> _Text to read_
The Cargo Preference Act of 1954 (P.L. 83-164), as amended, mandates that at least 50% of U.S. food aid commodities must ship on U.S.-flag vessels. MARAD monitors and enforces ACP. Congress increased the share of food aid commodities required to ship on U.S.-flag vessels from 50% to 75% in the 1985 farm bill (P.L. 99-198) and subsequently lowered it to 50% in a 2012 surface transportation reauthorization act (P.L. 112-141).
According to MARAD, the main purpose of cargo preference laws is to sustain a privately owned, U.S.-flag merchant marine to provide sealift capability in wartime and national emergencies and to protect U.S. ocean commerce from foreign control.49 USA Maritime—an organization representing shipper and maritime unions—asserts that maintaining a U.S.-flag fleet and supply of U.S. mariners through cargo preference is a cost-effective alternative to the U.S. government building ships and hiring employees to maintain sealift capacity.50
MARAD contends that cargo preference is critical to the financial viability of U.S.-flag vessels and maintaining the supply of qualified U.S. mariners.51 According to a 2017 report by MARAD's Maritime Workforce Working Group, the current supply of qualified U.S. mariners is sufficient to crew the fleet of government and privately owned U.S.-flag ships necessary during an initial activation (for example, during wartime or a national emergency). However, there are not enough U.S. mariners to support a sustained activation of this fleet for a period longer than 180 days.52
Shipping on U.S.-flag vessels typically costs more than on foreign-flag vessels. A 2011 study by MARAD found that average daily operating costs for U.S.-flag vessels were 2.7 times higher than for foreign-flag vessels.53 USA Maritime maintains that a primary reason for the higher cost is that U.S.-flag ships have better working conditions and pay higher wages than foreign-flag ships.54 Ship owners surveyed by MARAD noted that "the standard of living in the U.S. and the social benefits provided to mariners contribute to U.S.-flag wages being significantly higher than foreign-flag wages."55
When shipping costs on U.S.-flag ships are higher than foreign-flag ships, ACP can increase food aid costs. This could potentially reduce the volume of food aid provided and, therefore, the number of people aided. According to GAO, "USAID officials stated that for each $40 million increase in shipping costs, its food aid reaches one million fewer recipients each year."56 USAID officials also noted that in some instances the agency has had to ship food aid on types of vessels that are not meant to carry bulk food cargo and are not compatible with equipment typically used to load and unload bulk grains. They asserted that this has resulted in increased costs and delays. USAID officials also expressed concerns about the appearance and health of bulk food transported on vessels that typically carry cargo such as oil or other fuels.57
Some opponents of ACP question its contributions to U.S. sealift capacity. They assert that few U.S.-flag ships depend on food aid shipments, and only some of those ships are capable of carrying military cargo. They also argue that ACP often benefits U.S. subsidiaries of foreign shipping companies rather than U.S. shipping companies.58 A 2010 study asserted that ACP increased food aid costs and contributed little to national security because 70% of ACP vessels did not meet the criteria that would deem them militarily useful.59
In 2015, GAO found that from April 2011 through July 2014, ACP increased the overall cost of shipping food aid by an average of 23%, or $107 million in total. GAO also concluded that ACP contributions to Department of Defense sealift capacity were uncertain, because in the preceding 13 years, including during conflicts in Iraq and Afghanistan, the entire reserve sealift fleet was not activated. Additionally, MARAD had not fully assessed the potential availability of U.S. mariners needed for a full and prolonged activation.60 In 2018, GAO analyzed the assessment of U.S. mariner availability in the above-mentioned Maritime Workforce Working Group report. GAO found that although "the working group concluded that there is a shortage of mariners for sustained operations, its report also details data limitations that cause some uncertainty regarding the actual number of existing qualified mariners and, thus, the extent of this shortage."61
The Trump Administration and some Members of Congress proposed changes to the structure and intent of U.S. international food assistance programs during the 115th Congress. The Administration proposed changes through its FY2018 and FY2019 budget requests. Some Members of Congress proposed changes in the House and Senate 2018 farm bills (H.R. 2). Members also proposed changes in the Global Food Security Reauthorization Act of 2017 (P.L. 115-266), which became law in October 2018, and the Food for Peace Modernization Act (S. 2551/H.R. 5276). These administrative and legislative proposals are detailed below.

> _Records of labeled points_
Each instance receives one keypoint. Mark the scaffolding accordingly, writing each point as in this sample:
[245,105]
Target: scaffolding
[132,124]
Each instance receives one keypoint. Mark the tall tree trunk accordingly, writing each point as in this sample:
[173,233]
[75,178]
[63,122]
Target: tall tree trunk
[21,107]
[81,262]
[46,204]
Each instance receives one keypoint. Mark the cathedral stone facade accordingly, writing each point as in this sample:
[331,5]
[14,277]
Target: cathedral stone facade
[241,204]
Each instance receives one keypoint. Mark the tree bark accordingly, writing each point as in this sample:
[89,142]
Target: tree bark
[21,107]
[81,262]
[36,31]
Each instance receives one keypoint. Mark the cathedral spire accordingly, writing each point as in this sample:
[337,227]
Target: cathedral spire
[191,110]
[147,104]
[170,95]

> _What is asked_
Summarize the passage on cargo preference for food aid in exactly three sentences. The entries are not needed for this work.

> _Written response_
The Cargo Preference Act of 1954, as amended, requires that at least 50% of U.S. food aid commodities ship on U.S.-flag vessels, and MARAD describes the main purpose of such laws as sustaining a privately owned U.S.-flag merchant marine that can provide sealift capability in wartime and national emergencies. Because shipping on U.S.-flag vessels typically costs more than on foreign-flag vessels, cargo preference can raise food aid costs, and GAO found that from April 2011 through July 2014 it increased the overall cost of shipping food aid by an average of 23%, or $107 million in total. Opponents question its contribution to U.S. sealift capacity, and GAO concluded that this contribution was uncertain because the entire reserve sealift fleet had not been activated in the preceding 13 years.